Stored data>
[Begin]

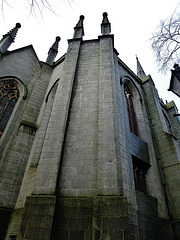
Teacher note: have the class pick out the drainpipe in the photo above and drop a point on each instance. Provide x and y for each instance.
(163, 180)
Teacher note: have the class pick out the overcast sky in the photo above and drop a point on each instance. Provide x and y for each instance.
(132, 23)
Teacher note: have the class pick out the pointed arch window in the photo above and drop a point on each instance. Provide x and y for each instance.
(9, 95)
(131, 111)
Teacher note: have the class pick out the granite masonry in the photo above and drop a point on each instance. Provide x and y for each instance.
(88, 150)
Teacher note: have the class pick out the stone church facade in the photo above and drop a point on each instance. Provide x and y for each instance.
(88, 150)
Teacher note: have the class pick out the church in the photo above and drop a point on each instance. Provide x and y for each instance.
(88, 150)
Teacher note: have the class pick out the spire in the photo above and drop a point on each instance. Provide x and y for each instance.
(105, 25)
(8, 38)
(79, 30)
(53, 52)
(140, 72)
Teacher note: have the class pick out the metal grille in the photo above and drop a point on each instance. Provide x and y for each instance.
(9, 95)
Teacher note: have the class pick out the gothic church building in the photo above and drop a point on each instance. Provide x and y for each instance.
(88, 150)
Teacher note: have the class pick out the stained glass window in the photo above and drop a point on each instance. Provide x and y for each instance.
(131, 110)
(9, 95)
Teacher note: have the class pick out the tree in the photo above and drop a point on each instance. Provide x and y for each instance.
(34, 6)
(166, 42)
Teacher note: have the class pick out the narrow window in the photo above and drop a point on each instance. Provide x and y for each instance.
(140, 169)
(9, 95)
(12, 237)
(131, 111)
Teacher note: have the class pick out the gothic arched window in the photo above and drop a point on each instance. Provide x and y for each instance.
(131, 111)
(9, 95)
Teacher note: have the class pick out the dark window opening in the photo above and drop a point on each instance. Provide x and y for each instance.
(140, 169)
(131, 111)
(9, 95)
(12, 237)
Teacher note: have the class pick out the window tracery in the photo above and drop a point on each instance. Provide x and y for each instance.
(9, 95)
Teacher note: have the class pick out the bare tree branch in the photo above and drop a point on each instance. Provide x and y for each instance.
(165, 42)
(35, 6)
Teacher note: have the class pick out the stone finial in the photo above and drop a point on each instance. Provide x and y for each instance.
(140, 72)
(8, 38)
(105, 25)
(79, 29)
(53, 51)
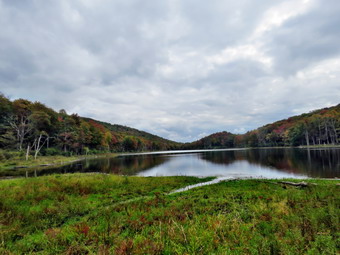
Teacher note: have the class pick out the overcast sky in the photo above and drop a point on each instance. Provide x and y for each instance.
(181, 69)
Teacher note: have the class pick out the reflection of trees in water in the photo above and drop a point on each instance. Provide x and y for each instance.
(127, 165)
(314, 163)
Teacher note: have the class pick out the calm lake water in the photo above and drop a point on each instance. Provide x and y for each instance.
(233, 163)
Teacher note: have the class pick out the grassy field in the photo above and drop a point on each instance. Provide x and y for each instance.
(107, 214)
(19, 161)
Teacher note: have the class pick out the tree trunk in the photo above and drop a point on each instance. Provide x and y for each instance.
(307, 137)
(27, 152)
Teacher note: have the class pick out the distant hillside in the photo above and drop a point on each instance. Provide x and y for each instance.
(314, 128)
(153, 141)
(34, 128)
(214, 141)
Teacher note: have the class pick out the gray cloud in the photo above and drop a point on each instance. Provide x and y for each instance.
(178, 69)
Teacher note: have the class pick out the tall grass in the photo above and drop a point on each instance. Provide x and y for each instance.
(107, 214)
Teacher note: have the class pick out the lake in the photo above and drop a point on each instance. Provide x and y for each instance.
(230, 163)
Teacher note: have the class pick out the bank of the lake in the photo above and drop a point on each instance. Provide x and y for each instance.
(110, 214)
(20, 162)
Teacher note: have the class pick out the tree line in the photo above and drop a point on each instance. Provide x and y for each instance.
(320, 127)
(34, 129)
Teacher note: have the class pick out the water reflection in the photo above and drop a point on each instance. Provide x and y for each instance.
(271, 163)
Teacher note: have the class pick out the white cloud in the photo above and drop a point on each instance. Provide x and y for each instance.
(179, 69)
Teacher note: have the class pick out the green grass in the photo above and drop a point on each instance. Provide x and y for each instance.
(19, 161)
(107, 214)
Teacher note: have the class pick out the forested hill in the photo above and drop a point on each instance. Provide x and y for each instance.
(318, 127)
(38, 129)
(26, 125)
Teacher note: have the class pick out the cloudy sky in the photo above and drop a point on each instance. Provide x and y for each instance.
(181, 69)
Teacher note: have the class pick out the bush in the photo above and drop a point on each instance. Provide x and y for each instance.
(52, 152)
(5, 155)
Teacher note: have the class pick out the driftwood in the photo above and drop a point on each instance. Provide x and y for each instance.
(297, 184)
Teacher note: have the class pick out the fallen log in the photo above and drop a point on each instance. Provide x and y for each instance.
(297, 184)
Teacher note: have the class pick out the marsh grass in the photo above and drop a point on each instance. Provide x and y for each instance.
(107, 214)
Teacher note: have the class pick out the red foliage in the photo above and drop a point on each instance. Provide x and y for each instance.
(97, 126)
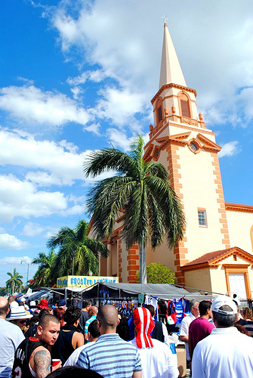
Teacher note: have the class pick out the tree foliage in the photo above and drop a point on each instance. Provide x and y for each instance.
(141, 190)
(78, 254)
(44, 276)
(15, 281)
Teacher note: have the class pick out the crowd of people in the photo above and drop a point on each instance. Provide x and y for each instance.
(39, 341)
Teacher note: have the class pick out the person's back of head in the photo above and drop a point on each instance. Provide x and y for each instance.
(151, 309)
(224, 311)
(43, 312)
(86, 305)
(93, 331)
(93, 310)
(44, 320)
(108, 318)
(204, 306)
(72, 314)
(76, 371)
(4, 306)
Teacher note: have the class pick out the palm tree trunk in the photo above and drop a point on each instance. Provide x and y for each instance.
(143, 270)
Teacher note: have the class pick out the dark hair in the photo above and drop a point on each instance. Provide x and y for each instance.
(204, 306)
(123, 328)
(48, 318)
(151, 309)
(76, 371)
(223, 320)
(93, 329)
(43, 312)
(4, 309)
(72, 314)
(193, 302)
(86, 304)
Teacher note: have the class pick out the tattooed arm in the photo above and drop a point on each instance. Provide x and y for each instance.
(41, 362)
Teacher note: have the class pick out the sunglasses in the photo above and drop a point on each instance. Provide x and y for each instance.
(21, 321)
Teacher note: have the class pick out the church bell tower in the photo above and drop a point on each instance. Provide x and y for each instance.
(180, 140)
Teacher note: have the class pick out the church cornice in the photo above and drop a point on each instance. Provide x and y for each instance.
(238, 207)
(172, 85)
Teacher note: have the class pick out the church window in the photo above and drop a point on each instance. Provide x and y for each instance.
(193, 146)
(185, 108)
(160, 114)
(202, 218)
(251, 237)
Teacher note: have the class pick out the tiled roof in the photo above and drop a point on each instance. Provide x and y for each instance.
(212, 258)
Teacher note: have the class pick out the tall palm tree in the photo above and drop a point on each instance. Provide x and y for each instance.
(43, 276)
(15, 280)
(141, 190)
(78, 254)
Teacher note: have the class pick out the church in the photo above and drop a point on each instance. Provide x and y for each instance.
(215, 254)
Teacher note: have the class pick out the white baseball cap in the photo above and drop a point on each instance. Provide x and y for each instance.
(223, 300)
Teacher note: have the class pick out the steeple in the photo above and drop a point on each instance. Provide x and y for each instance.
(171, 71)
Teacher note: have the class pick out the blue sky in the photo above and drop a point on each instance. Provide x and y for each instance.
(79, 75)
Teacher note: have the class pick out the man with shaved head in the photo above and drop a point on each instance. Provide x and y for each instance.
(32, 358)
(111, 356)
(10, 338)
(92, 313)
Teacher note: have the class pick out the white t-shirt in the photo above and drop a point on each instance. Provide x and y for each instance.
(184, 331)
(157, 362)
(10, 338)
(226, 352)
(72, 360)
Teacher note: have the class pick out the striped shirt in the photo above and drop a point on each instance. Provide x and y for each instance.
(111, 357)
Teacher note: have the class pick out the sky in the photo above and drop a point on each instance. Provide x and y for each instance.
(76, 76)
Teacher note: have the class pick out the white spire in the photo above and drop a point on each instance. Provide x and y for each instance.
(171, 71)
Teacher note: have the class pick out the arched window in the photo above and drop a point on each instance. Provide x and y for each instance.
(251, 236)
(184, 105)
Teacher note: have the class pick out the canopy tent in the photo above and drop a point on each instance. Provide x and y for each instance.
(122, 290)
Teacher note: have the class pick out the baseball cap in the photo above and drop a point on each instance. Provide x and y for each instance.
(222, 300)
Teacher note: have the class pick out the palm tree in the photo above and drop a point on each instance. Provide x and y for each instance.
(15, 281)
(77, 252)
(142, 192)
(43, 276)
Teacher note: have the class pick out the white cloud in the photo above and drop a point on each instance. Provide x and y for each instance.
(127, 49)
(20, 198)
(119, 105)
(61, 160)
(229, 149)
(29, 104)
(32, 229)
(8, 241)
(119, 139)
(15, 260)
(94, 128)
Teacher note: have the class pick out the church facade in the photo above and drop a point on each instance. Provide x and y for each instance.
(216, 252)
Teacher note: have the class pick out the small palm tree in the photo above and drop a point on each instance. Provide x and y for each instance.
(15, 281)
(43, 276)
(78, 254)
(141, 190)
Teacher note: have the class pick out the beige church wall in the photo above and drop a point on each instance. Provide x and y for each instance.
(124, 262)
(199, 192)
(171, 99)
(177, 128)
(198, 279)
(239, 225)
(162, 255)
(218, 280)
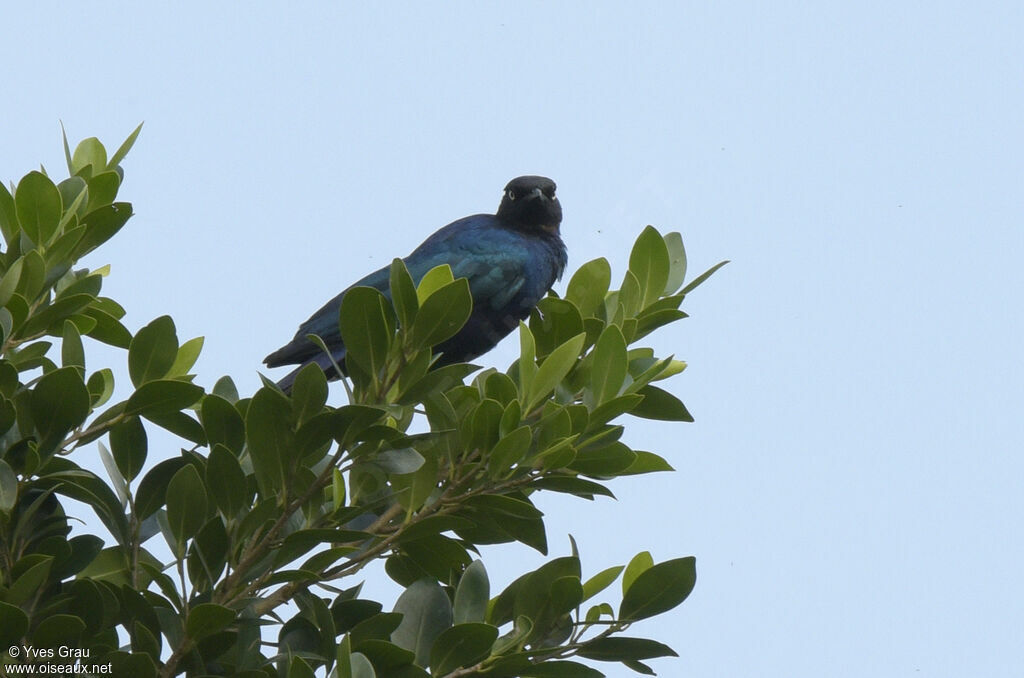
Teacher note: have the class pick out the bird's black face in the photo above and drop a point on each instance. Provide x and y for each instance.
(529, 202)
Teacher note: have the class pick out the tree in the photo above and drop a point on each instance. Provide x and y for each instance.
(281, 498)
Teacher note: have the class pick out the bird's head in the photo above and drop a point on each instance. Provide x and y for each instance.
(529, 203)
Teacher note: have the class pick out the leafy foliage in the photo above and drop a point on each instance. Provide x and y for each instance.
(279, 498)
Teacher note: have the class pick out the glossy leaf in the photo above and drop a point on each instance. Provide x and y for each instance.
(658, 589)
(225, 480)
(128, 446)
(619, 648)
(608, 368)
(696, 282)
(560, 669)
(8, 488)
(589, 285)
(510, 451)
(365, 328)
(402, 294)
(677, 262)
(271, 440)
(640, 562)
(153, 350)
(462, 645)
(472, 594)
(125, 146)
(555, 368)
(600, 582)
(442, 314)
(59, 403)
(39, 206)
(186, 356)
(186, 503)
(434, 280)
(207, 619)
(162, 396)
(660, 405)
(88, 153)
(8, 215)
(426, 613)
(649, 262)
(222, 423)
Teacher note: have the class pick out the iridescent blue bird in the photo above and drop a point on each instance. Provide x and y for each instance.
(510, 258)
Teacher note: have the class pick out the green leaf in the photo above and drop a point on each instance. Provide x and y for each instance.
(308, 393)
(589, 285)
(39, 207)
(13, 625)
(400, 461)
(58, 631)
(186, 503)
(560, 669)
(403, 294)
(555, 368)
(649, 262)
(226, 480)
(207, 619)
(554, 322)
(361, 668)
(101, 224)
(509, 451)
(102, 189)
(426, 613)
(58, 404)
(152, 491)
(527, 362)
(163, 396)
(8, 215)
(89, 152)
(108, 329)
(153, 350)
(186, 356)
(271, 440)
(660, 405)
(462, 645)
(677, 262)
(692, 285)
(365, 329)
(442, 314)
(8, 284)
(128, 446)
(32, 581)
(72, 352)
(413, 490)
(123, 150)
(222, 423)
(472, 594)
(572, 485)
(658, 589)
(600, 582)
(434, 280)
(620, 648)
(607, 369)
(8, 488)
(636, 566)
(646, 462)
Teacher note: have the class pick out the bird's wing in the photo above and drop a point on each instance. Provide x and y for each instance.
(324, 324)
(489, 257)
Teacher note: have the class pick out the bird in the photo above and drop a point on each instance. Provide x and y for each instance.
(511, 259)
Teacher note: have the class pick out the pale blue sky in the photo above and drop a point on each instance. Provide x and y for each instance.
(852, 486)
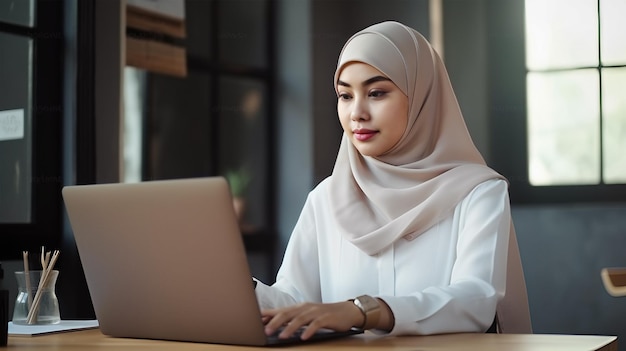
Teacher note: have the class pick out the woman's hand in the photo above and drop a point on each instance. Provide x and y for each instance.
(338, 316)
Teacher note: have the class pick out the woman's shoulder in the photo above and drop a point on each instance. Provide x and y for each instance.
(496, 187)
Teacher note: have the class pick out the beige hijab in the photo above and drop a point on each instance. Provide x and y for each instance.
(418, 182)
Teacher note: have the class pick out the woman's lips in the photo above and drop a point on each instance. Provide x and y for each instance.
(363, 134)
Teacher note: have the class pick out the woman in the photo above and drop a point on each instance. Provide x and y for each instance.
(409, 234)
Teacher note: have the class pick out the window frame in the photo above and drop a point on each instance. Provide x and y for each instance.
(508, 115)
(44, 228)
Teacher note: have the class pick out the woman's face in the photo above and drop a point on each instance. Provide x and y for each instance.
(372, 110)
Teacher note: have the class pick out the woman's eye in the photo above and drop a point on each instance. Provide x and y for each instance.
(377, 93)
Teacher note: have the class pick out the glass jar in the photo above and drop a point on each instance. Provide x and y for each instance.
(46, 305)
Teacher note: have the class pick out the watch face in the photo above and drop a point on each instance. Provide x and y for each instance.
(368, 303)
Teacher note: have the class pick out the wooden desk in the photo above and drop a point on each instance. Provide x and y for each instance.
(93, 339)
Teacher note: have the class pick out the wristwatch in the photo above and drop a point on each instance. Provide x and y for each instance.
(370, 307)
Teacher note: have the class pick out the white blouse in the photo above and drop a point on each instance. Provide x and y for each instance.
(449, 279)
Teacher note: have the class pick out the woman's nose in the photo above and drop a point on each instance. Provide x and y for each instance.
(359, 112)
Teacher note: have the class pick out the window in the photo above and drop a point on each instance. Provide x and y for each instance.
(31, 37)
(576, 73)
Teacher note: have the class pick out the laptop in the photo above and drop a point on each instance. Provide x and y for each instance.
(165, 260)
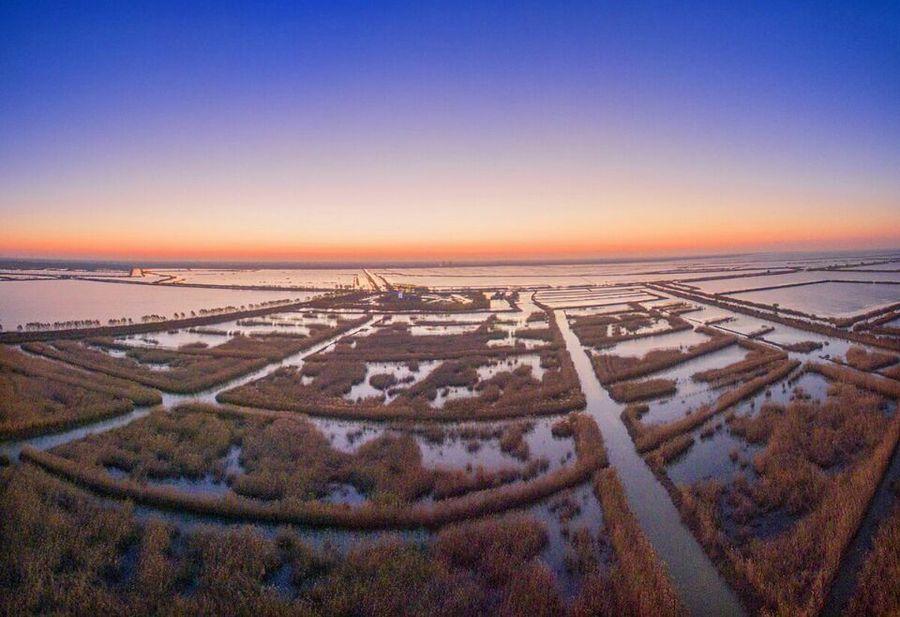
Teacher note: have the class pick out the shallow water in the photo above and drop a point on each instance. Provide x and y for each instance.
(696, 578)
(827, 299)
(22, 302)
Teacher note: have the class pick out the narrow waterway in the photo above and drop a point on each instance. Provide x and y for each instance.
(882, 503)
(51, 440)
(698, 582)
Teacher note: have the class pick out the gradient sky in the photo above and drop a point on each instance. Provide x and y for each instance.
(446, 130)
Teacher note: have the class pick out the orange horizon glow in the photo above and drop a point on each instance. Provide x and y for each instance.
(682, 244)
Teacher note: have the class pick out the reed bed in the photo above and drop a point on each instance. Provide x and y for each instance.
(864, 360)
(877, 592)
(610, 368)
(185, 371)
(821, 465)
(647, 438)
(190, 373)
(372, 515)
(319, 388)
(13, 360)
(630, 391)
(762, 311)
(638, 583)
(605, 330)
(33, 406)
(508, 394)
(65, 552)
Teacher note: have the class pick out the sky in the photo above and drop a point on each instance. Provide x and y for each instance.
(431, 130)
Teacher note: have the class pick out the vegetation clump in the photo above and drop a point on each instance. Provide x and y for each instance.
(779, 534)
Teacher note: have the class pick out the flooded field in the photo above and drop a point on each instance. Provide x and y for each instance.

[End]

Do this>
In the records above, locate the line with "Teacher note: have the class pick out the laptop"; output it and each line after it through the last one, exactly, omitting pictures.

Exercise answer>
Teacher note: have the class pick out the laptop in the photo above and drop a point on each instance. Provide x and y for each instance.
(165, 260)
Teacher note: have the class pick out the shallow water in the photo above and drop a point on each instance. Provide x and y for each instance.
(696, 578)
(827, 299)
(22, 302)
Teacher note: have the class pick out the narrow waterway in the photo above and drop a point on each instance. Provide x and y for each instance.
(882, 503)
(51, 440)
(698, 582)
Teacher note: have the class pick out the gradient sky in the photo above and drop a point on each instance. Provide x and y for each instance.
(446, 130)
Teacher note: have the class pick out the orange horizon glow in the photo above and drop a point on each instance. Provide x and y for each instance.
(682, 244)
Teacher note: have the class pick out the reed bed in the photo above and drop a point on each instance. Provide x and y for each instance.
(864, 360)
(877, 592)
(610, 368)
(185, 371)
(821, 465)
(647, 438)
(190, 373)
(372, 515)
(319, 388)
(13, 360)
(630, 391)
(762, 311)
(638, 583)
(605, 330)
(33, 406)
(508, 394)
(65, 552)
Teacher note: have the class pick out the sky in the photo above and drop a point on each instance. Provide x and y for each instance.
(431, 130)
Teacher note: have the class pick out the vegetation clump in the photo above and drop a point on each instance. Provide x and y for each instance.
(779, 534)
Teacher note: have the class pick out the flooded field in the photo above and drop a point on each instance. Provide x and y for each instance.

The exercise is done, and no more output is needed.